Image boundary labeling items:

━━━

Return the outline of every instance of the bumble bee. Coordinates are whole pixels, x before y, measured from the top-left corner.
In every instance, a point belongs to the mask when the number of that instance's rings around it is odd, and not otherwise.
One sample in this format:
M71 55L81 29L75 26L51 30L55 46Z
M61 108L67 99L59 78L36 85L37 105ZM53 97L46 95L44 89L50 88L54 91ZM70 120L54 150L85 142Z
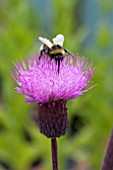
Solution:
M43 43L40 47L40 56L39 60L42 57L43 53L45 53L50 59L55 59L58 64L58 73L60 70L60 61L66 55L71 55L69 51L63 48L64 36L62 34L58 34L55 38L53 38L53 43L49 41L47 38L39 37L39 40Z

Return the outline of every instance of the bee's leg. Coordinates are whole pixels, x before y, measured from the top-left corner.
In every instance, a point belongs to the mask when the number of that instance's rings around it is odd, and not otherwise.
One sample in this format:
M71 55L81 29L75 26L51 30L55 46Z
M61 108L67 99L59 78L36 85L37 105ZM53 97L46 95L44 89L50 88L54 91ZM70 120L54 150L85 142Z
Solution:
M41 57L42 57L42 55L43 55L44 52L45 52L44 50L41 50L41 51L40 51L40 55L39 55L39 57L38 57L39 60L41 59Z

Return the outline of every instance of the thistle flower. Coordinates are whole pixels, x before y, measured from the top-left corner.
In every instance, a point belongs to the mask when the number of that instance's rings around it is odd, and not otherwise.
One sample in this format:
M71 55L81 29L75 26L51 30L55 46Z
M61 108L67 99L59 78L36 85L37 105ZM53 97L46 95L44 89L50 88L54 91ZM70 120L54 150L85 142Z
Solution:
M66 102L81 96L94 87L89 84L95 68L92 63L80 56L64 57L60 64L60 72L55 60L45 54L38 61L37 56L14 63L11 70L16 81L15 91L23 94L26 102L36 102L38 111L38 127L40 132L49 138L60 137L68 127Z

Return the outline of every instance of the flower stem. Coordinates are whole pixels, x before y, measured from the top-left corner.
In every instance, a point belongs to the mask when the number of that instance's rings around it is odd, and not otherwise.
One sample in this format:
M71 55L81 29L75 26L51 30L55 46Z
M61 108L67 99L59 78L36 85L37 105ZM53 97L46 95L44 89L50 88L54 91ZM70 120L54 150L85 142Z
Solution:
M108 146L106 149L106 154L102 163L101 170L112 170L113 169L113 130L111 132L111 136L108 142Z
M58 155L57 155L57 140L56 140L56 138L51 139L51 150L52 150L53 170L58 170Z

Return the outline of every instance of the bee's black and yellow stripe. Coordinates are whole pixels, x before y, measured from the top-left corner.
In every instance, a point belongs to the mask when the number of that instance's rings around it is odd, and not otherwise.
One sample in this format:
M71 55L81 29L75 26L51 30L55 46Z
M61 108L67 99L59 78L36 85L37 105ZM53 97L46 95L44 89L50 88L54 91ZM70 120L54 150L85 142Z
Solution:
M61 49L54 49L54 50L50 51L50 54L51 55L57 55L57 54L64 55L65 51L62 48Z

━━━

◆ Problem details:
In the rows above, write out again everything from the line containing "Return the outline of every instance of the bee's leg." down to the line containing "M41 57L42 57L42", with both of those lines included.

◆ Solved exercise:
Return the outline of every instance of the bee's leg. Coordinates are whole pixels, x before y, measured from the top-left corner.
In every instance, a point belongs to the mask when the number of that instance's rings around it is odd, and not otherwise.
One sample in this format:
M71 55L81 29L75 26L51 30L55 46Z
M61 108L67 99L59 78L36 85L37 105ZM53 97L46 95L44 89L50 88L54 91ZM70 120L54 150L85 142Z
Solution:
M41 57L42 57L42 55L43 55L44 52L45 52L44 50L41 50L41 51L40 51L40 55L39 55L39 57L38 57L39 60L41 59Z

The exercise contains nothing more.